» Problem requirements:
Could you transcribe each record below exactly as written, setting the pictures aside?

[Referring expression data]
● ● ● ● ●
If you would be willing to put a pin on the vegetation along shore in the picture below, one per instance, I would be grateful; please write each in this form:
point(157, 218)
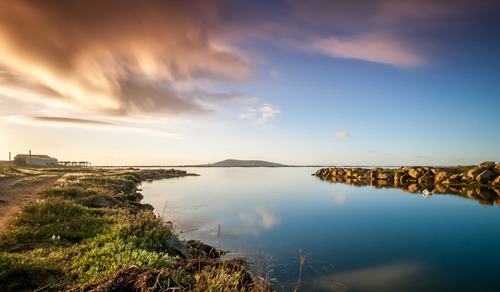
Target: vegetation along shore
point(88, 231)
point(479, 182)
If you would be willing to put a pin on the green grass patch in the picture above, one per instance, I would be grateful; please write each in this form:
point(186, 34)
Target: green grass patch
point(33, 179)
point(76, 244)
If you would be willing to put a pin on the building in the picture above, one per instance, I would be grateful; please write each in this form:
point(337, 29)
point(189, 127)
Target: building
point(38, 159)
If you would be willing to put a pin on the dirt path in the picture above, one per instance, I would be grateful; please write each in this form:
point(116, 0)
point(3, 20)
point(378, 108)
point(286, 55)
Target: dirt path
point(13, 198)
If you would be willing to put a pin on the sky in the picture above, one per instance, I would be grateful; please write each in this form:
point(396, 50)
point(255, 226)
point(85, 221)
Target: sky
point(369, 83)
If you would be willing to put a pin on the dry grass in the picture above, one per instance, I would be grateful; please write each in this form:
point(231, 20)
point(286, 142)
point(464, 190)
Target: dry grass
point(33, 179)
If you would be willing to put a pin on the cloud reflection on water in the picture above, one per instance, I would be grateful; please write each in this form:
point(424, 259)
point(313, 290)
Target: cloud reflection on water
point(260, 217)
point(388, 277)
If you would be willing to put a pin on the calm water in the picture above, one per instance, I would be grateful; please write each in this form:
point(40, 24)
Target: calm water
point(357, 238)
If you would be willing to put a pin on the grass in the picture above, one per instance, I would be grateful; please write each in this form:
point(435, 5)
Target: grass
point(60, 242)
point(34, 179)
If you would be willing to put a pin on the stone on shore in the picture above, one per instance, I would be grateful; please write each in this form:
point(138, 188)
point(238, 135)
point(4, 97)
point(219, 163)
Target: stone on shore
point(385, 176)
point(414, 173)
point(497, 169)
point(473, 173)
point(485, 176)
point(489, 165)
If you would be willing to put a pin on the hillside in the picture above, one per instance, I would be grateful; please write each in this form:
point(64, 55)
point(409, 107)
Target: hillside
point(244, 163)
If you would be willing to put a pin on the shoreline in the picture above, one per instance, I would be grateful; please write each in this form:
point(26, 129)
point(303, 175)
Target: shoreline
point(478, 182)
point(90, 229)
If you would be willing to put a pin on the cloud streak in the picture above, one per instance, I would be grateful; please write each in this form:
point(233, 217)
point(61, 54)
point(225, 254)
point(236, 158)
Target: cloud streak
point(262, 115)
point(339, 135)
point(84, 123)
point(119, 58)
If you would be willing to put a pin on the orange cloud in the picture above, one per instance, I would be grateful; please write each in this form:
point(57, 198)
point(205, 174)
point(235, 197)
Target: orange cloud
point(118, 58)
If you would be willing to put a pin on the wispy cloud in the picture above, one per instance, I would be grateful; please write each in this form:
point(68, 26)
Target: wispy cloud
point(126, 59)
point(85, 123)
point(339, 135)
point(261, 115)
point(343, 135)
point(369, 48)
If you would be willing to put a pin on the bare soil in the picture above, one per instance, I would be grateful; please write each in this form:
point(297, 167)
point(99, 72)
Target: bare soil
point(13, 198)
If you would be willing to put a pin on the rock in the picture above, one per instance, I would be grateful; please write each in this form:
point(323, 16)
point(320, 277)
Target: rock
point(414, 188)
point(414, 173)
point(497, 169)
point(442, 176)
point(464, 176)
point(385, 176)
point(473, 173)
point(496, 181)
point(426, 178)
point(180, 247)
point(487, 165)
point(485, 176)
point(101, 202)
point(135, 197)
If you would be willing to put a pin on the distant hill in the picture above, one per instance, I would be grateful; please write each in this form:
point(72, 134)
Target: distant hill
point(244, 163)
● ● ● ● ●
» Written solution:
If you would be willing to put a pin on the vegetation along shore in the picture below, one per instance, I would be grateful; please write each in this form:
point(157, 218)
Target: vegetation along shore
point(88, 231)
point(479, 182)
If you would be willing to put a pin on the green grass patch in the picture above, one per instance, I would be grateful; please write each in this form:
point(186, 34)
Target: green grass patch
point(33, 179)
point(76, 244)
If you would be willing to put a pin on the building in the picture above, one per instance, I would be grateful; please write each in this form:
point(337, 29)
point(189, 127)
Target: building
point(38, 159)
If you would be willing to put a pin on the dirt path in the picture above, one per instance, I would be grateful; please write each in this form:
point(116, 0)
point(3, 20)
point(378, 108)
point(286, 55)
Target: dirt path
point(13, 198)
If you would be willing to put a pin on the sky in the picture above, one per instance, I would be grateful; please write each in this form:
point(396, 50)
point(255, 226)
point(85, 221)
Target: sky
point(369, 83)
If you would be willing to put a pin on the dry grass in the picture above, one per instance, I would be grateful; please write each in this form:
point(231, 20)
point(286, 142)
point(464, 190)
Target: dry grass
point(33, 179)
If you would be willing to put a pin on the cloud reflection on water in the picture above, one per instance, I would be grateful; please write each in this form:
point(424, 259)
point(313, 290)
Target: cloud reflection on water
point(260, 217)
point(388, 277)
If you would be willing to put a pin on the calm water in the picture above, one per instance, I would be grateful; please write each in this form:
point(40, 24)
Target: calm water
point(357, 238)
If you would be willing to put a pin on the grass in the picture above, one per instance, I would be grateful; please write each in this form:
point(435, 5)
Target: grass
point(60, 242)
point(34, 179)
If you would be willing to put a pin on the stone on shore in the picture above, one per instance, I would be grateful; please write each in this form:
point(138, 188)
point(238, 135)
point(4, 97)
point(219, 163)
Target: stone on shore
point(385, 176)
point(414, 173)
point(497, 169)
point(473, 173)
point(485, 176)
point(489, 165)
If you would be willing to put a pin on the hillside in the picture above, one per instance, I would be grateful; please write each in this form:
point(64, 55)
point(409, 107)
Target: hillside
point(244, 163)
If you would be willing to put a pin on the shoreline in the picture above, one per instance, I would be grateful; please write each in this form:
point(26, 129)
point(303, 175)
Target: shoreline
point(478, 182)
point(90, 229)
If you would be willing to put a pin on the cloud streak in the picture above, one per instance, I would be grateful; please write each in this form:
point(233, 217)
point(61, 54)
point(225, 254)
point(236, 158)
Target: cloud streak
point(262, 115)
point(339, 135)
point(84, 123)
point(119, 58)
If you would be willing to put a pin on the orange cloud in the picture above, one per instance, I would be grateful; please write each in this form:
point(57, 198)
point(205, 174)
point(235, 197)
Target: orange cloud
point(118, 58)
If you would be willing to put a pin on the wispy cloud in the picture above, one per instance, I would be grateful; please write each in this form:
point(68, 26)
Target: wispy cloud
point(126, 59)
point(85, 123)
point(339, 135)
point(261, 115)
point(343, 135)
point(369, 48)
If you would be willing to put a pin on the bare soil in the picture above, one per instance, I would be grateful; please write each in this form:
point(297, 167)
point(99, 72)
Target: bare soil
point(13, 198)
If you would be willing to put a pin on the rock in the picture above, one per instance, I would be grateful; please write each in this form:
point(323, 16)
point(320, 277)
Target: rock
point(414, 188)
point(414, 173)
point(497, 169)
point(442, 176)
point(464, 176)
point(385, 176)
point(473, 173)
point(496, 181)
point(426, 178)
point(180, 247)
point(487, 165)
point(485, 176)
point(101, 202)
point(135, 197)
If you would be willing to put a pin on the distant hill in the picture above, one per instance, I would be grateful; please write each in this form:
point(72, 134)
Target: distant hill
point(244, 163)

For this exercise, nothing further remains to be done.